** Esercizi **
[1] Elenca i fattori operativi che, secondo il brano sulla pianificazione strategica, la pianificazione non è riuscita a valorizzare.
[2] Prosegui il brano sulla pianificazione strategica a partire dalla sua ultima frase.

** Testo selezionato **

______

3.5.1 La pianificazione strategica
Giova ricordare che negli anni ’60-’70 la pianificazione strategica era considerata lo strumento base di un’impresa, specie le grandi, essendo utilizzata per formulare e realizzare le strategie aziendali nell’ottica di acquisire competitività in una fase di forte espansione economica. I sistemi di pianificazione erano visti come lo strumento sia per produrre le migliori strategie sia per elaborare le fasi operative necessarie per mettere in pratica le stesse. Oggi, sebbene non morta, non ha più la passata importanza poiché ci si è resi conto che: può imbrigliare il pensiero strategico e la creatività, portando a definire la vision aziendale in base all’analisi dei numeri e quindi al passato;
era più un elemento di elaborazione di strategie esistenti che un mezzo per individuare nuove strade;
era stato commesso l’errore di credere che una metodologia potesse surrogare il pensiero imprenditoriale;
non era stata in grado né di valorizzare i fattori operativi (qualità, tempo, cultura manageriale, lavoro di gruppo) né di promuovere i cambiamenti.

______

(Voci di annotazione delle regioni)
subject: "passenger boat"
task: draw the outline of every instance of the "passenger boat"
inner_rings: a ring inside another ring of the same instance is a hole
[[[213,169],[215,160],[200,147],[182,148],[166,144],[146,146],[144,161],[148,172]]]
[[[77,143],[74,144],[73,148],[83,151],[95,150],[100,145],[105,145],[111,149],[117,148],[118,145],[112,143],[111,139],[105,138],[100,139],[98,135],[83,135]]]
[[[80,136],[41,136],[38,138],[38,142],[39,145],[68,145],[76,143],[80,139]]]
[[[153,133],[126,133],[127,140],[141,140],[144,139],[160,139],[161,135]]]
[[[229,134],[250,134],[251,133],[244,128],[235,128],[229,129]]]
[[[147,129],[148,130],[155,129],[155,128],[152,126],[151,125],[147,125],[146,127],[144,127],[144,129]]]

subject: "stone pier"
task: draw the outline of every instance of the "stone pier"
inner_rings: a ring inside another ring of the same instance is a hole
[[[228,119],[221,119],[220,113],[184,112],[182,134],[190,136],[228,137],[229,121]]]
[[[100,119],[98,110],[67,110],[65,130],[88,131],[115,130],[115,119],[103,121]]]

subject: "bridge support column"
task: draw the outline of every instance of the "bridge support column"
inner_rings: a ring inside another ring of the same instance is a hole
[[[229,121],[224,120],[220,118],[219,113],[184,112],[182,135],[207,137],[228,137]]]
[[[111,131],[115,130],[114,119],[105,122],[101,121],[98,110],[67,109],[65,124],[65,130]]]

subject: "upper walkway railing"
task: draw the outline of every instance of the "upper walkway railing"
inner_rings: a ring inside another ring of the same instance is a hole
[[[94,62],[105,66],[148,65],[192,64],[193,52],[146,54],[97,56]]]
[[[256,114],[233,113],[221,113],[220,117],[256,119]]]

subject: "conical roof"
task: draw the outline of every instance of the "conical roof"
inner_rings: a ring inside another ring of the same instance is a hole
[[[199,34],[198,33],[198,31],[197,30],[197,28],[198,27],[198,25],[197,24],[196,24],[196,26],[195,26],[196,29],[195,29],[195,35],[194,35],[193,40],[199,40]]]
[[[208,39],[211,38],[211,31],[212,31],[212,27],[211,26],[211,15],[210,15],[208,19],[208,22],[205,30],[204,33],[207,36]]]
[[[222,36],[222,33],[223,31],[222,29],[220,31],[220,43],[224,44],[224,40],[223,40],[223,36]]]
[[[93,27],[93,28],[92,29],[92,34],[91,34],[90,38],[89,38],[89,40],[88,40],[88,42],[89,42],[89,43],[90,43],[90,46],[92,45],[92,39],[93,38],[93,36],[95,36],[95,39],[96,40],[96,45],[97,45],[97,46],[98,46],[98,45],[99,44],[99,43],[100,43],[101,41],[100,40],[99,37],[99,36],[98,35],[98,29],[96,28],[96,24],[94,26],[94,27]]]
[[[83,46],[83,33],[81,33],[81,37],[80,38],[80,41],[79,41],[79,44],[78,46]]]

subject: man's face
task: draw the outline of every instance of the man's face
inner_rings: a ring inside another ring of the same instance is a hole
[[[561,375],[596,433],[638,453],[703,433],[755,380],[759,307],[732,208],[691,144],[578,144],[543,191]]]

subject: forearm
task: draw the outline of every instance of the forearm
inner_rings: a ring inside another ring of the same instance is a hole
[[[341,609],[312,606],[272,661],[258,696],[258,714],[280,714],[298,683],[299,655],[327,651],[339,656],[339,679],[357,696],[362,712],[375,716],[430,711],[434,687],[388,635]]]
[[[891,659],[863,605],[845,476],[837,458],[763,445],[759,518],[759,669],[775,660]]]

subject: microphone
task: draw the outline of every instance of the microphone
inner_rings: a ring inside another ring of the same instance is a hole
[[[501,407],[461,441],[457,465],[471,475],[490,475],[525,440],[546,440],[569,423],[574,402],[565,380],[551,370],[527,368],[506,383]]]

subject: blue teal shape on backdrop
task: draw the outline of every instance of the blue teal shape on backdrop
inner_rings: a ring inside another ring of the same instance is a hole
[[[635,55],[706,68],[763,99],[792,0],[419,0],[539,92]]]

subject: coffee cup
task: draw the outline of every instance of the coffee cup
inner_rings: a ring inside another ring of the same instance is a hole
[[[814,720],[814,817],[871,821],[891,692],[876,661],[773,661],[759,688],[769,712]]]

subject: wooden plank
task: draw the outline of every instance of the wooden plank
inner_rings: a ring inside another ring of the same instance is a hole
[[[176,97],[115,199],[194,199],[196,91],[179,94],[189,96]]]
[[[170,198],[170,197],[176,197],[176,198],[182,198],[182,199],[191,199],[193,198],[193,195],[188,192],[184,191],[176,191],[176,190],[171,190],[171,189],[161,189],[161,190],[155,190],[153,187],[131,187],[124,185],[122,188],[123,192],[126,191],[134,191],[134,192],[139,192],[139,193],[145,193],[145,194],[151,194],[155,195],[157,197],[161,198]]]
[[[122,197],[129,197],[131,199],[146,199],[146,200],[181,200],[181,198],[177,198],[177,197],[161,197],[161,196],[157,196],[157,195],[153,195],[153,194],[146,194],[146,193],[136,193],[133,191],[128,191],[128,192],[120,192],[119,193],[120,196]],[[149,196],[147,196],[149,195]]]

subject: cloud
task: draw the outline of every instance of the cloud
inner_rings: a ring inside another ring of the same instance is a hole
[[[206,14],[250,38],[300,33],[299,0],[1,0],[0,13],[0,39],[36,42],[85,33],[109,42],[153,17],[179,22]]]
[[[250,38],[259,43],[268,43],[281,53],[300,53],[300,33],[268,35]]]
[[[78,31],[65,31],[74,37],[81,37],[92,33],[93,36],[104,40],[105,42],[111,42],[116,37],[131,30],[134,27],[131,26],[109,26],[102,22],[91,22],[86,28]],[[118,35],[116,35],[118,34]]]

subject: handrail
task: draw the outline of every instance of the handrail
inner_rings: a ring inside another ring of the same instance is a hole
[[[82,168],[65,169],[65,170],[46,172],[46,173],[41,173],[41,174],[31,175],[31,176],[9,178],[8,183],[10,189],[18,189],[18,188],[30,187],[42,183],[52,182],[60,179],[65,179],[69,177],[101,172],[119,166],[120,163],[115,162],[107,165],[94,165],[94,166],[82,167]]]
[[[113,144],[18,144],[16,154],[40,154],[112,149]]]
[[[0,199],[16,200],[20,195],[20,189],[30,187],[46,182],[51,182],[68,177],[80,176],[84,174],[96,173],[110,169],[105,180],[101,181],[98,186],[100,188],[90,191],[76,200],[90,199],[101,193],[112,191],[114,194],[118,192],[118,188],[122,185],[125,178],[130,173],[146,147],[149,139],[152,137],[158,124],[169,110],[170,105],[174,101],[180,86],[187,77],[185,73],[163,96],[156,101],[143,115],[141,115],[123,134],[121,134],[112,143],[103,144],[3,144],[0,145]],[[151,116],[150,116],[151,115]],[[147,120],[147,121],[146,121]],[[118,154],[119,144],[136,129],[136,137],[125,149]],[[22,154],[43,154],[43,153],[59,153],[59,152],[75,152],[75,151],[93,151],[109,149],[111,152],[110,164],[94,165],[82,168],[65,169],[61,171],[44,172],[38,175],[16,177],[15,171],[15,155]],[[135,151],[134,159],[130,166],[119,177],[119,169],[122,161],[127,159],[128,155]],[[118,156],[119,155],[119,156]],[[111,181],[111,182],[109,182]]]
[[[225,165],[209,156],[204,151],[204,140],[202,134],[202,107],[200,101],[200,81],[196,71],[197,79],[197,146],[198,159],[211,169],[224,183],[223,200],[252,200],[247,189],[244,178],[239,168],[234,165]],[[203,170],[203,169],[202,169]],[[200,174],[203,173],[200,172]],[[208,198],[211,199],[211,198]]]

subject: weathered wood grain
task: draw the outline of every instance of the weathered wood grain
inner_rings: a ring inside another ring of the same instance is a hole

______

** Soluzioni **
[1] qualità, tempo, cultura manageriale, lavoro di gruppo

[2]
D’altra parte, come si è detto, la pianificazione non è morta, anzi può riconquistare un ruolo primario se viene programmata rispettando alcuni principi:
La generazione di idee strategiche va vista e vissuta come un atto creativo.
Le idee strategiche vanno rapidamente tradotte in obiettivi operativi.
La pianificazione deve essere orientata verso la vision aziendale.
La pianificazione deve essere elaborata e condivisa dal sistema degli stakeholders.
Il requisito della pianificazione imprenditoriale dovrà consistere nella capacità di individuare gli obiettivi prioritari che possano garantire il successo dell’impresa, nel breve, nel medio e nel lungo periodo, pianificando le azioni e le modalità necessarie e sufficienti per perseguirli con efficacia.
Nell’ambito della pianificazione, le PMI spesso rivelano limiti operativi; l’imprenditore, fortemente coinvolto nella operatività quotidiana, dedica poco tempo alla definizione della vision aziendale, alla percezione di opportunità o minacce incombenti oltre l’orizzonte e questo atteggiamento è, a volte, la causa del declino dell’impresa.
3.5.2 L’innovazione tecnologica
L’economista Robert Solow fu uno dei primi a considerare il cambiamento tecnologico come funzione primaria della produzione; nel 1957 sosteneva, nella sua Teoria della crescita endogena, che lo sviluppo era determinato da tre fattori: il capitale, il lavoro, la tecnologia, e che dal 1909 al 1949 il progresso tecnologico poteva spiegare l’87% della crescita industriale.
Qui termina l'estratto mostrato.